* AIM OF THE EXERCISE:
Your reply must consist of the data below, reproduced character for character.
-=-=-
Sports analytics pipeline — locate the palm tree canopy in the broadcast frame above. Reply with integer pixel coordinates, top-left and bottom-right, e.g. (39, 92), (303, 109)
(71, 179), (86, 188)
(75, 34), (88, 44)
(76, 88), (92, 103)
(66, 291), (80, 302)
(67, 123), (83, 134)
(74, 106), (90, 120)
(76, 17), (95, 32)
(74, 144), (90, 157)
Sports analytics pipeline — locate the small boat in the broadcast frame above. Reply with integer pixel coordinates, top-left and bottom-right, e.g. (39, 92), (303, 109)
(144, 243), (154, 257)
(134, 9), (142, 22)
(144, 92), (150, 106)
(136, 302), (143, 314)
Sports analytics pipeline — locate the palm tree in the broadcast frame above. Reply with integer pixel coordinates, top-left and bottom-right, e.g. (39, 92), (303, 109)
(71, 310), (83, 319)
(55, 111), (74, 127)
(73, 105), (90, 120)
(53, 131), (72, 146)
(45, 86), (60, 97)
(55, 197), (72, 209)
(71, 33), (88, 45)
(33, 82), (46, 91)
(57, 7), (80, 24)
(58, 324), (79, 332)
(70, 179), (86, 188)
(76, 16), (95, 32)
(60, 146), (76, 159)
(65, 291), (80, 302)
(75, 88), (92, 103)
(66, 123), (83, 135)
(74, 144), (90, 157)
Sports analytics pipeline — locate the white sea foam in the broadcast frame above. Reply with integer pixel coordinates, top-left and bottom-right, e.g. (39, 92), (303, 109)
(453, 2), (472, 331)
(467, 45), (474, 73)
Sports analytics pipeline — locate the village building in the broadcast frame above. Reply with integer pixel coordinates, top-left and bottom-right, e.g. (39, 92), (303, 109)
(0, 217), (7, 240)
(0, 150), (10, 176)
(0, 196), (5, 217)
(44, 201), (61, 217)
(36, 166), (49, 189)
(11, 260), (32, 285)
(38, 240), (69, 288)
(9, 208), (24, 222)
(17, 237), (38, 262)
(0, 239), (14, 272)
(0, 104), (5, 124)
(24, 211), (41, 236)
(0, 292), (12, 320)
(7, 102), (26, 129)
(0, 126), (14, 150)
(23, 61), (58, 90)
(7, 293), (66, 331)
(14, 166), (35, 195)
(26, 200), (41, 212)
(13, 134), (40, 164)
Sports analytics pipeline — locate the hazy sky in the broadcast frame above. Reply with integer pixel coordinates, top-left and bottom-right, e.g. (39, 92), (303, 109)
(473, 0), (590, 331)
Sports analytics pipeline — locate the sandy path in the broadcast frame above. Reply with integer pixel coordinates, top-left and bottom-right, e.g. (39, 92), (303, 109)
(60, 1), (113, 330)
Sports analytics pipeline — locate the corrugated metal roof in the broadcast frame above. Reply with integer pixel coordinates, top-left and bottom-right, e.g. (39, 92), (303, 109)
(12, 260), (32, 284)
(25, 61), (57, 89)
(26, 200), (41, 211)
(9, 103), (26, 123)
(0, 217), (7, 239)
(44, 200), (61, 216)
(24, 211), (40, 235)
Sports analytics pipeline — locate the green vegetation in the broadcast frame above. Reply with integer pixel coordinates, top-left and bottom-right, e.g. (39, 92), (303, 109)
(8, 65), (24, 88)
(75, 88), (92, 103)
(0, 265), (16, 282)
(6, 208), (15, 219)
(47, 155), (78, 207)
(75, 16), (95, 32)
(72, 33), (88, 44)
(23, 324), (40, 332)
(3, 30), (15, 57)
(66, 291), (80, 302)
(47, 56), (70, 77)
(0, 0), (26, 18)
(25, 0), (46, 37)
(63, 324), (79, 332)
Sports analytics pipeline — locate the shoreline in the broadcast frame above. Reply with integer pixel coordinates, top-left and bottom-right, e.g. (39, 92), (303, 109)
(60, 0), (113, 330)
-=-=-
* ANSWER FOR THIS EXERCISE:
Sports analytics pipeline — locate the palm tree canopy in the broadcast frame above. Reply with integer pixel coordinates, top-left and bottom-right, e.g. (39, 92), (303, 109)
(71, 179), (86, 188)
(75, 34), (88, 44)
(76, 88), (92, 103)
(66, 291), (80, 302)
(67, 123), (83, 134)
(74, 106), (90, 120)
(76, 17), (95, 32)
(74, 144), (90, 157)
Sports analytics pipeline — locate the small boat in the broadcast frame above. Reply with integer pixel coordinates, top-left and bottom-right, e.g. (39, 92), (303, 109)
(144, 243), (154, 257)
(134, 9), (142, 22)
(144, 92), (150, 106)
(136, 302), (143, 314)
Sports analytics pipeline — locate the palm tree in the broadcast frame above. Reply with integer pixel coordinates, top-left and bottom-right, e.g. (39, 92), (303, 109)
(71, 310), (83, 319)
(55, 111), (74, 127)
(73, 105), (90, 120)
(53, 131), (72, 146)
(45, 86), (60, 97)
(55, 197), (72, 209)
(71, 33), (88, 45)
(33, 82), (46, 91)
(57, 7), (80, 24)
(58, 324), (79, 332)
(70, 179), (86, 188)
(76, 16), (95, 32)
(60, 146), (76, 159)
(65, 291), (80, 302)
(75, 88), (92, 103)
(66, 123), (83, 135)
(74, 144), (90, 157)
Sports analytics pipeline — locate the white sea foam in the broadcast frame above. Reply with integer pixel coordinates, top-left and bottom-right, e.g. (39, 92), (303, 109)
(453, 2), (472, 331)
(467, 45), (474, 73)
Sports analytics pipeline — locate the village building in the broadcast frame above. Reply with integer pixel coordinates, top-left and bottom-right, e.g. (39, 92), (303, 109)
(0, 217), (7, 240)
(0, 150), (10, 176)
(0, 196), (5, 217)
(44, 201), (61, 217)
(36, 166), (49, 189)
(11, 260), (32, 285)
(38, 240), (69, 288)
(9, 208), (24, 222)
(17, 237), (38, 262)
(0, 239), (14, 272)
(0, 104), (5, 124)
(24, 211), (41, 236)
(0, 292), (12, 320)
(7, 102), (26, 129)
(0, 126), (14, 150)
(23, 61), (58, 90)
(7, 293), (66, 331)
(14, 166), (35, 195)
(26, 200), (41, 212)
(13, 134), (40, 164)
Sports analytics pipeline — locate the hazy sky in the broadcast frame above. Reply with integer pixel coordinates, top-left and bottom-right, e.g. (39, 92), (303, 109)
(473, 0), (590, 331)
Sports analytics pipeline — locate the sandy path in the broadcast frame above. Reply with integer pixel coordinates, top-left and bottom-right, e.g. (39, 92), (303, 109)
(60, 1), (113, 330)
Sports analytics pipeline — locate the corrugated metal roof in the broadcast frame above. Reply with integer pixel coordinates, top-left and bottom-right, e.g. (39, 92), (303, 109)
(12, 260), (32, 284)
(25, 61), (57, 89)
(26, 200), (41, 211)
(9, 103), (26, 123)
(0, 217), (7, 239)
(44, 200), (61, 216)
(24, 211), (40, 235)
Sports analytics pipeline — locate the green vegetation in the broadcast frame above. Reply with integer pixel coordinates, top-left and bottom-right, e.g. (39, 92), (303, 109)
(8, 65), (24, 88)
(75, 88), (92, 103)
(0, 265), (16, 282)
(6, 208), (15, 219)
(47, 155), (78, 207)
(75, 16), (95, 32)
(72, 33), (88, 44)
(23, 324), (40, 332)
(3, 30), (15, 57)
(66, 291), (80, 302)
(47, 56), (70, 77)
(0, 0), (26, 18)
(25, 0), (46, 37)
(63, 324), (79, 332)
Sports analytics pipeline — locate the shoreline in the broadcast frame above. Reply with integer pixel coordinates, top-left and bottom-right, e.g. (39, 92), (303, 109)
(60, 0), (113, 330)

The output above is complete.